Asians processing war gratuities in White Australia

During one university vacation of nearly three months, an Indian student (a close friend) and I were employed by the defence authorities to help process the payment of war gratuities to former defence personnel. We were to transfer personal details and amounts of money due from appropriate pieces of paper to the processing form, to be approved by the audit officers for payment. Week by week, more and more students were employed in this summer vacation job, as it was obvious that this was the way to get the job done quickly. Soon my friend and I were now checking work done by the newer, temporary employees.

It was gratifying for us to be so treated. In reality, we had not expected that, in view of what happened with the office sweep for the Melbourne Cup, which was run shortly after we commenced work. The Cup is a race conducted early in November. It is one of a number of races held that day. It has been described as the longest race held in Australia, with the most able horses so handicapped by weights as to give the least able an even chance. However that may be, when that race is run, Melbourne comes to a halt. In my experience, the public service everywhere else also comes to a halt.

The week we started work with this office, my friend and I were invited to buy tickets in the sweep – which was quite large. We bought three tickets – including one for my friend’s Aussie wife. Guess who walked off with the three prizes! Some of the staff would not talk to us for days. At the end of our period of employment, my friend and I were processing four to five hundred payments per day each.

DIRECTIVES »
A - Summarize the war gratuity account in two sentences.
B - Pick up the war gratuity account after its final sentence and continue it.

(Dataset records about object locations)
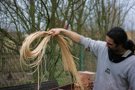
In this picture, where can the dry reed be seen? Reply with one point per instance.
(36, 54)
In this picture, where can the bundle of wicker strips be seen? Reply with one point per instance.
(26, 53)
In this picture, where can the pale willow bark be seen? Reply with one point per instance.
(27, 54)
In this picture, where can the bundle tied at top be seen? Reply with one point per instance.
(28, 53)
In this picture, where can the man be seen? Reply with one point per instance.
(115, 58)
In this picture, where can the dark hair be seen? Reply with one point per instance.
(119, 36)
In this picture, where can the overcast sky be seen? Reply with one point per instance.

ANSWERS BELOW »
A - During a university vacation of nearly three months, the narrator and a close friend, an Indian student, were employed by the defence authorities to help process war gratuity payments, and they were soon checking the work of newer temporary employees. After they bought three tickets in the large office sweep for the Melbourne Cup and walked off with the three prizes, some staff would not talk to them for days, yet by the end of their employment each was processing four to five hundred payments per day.

B -
Looking back, I realise that we must have been ridiculously efficient. I doubt if full-time government servants would ever achieve that level of output. They would be preoccupied with process and not necessarily on outcomes. They had no incentive to increase productivity, whereas my friend and I were bored. Indeed, I learnt many years later how some (backed by their union) worked to a “darg”, i.e. a specified number of tasks per week, a target set by each individual. The managers had no say.

Later … I worked in another office with many part-time students. Most of us worked a full day, as we had to support ourselves. Within a short time, I was made a supervisor. The laziest workers I supervised were two priests, working in-between theology courses. I caught both cheating in the first week; they were reading books hidden under a pile of papers. Some role models they were going to be.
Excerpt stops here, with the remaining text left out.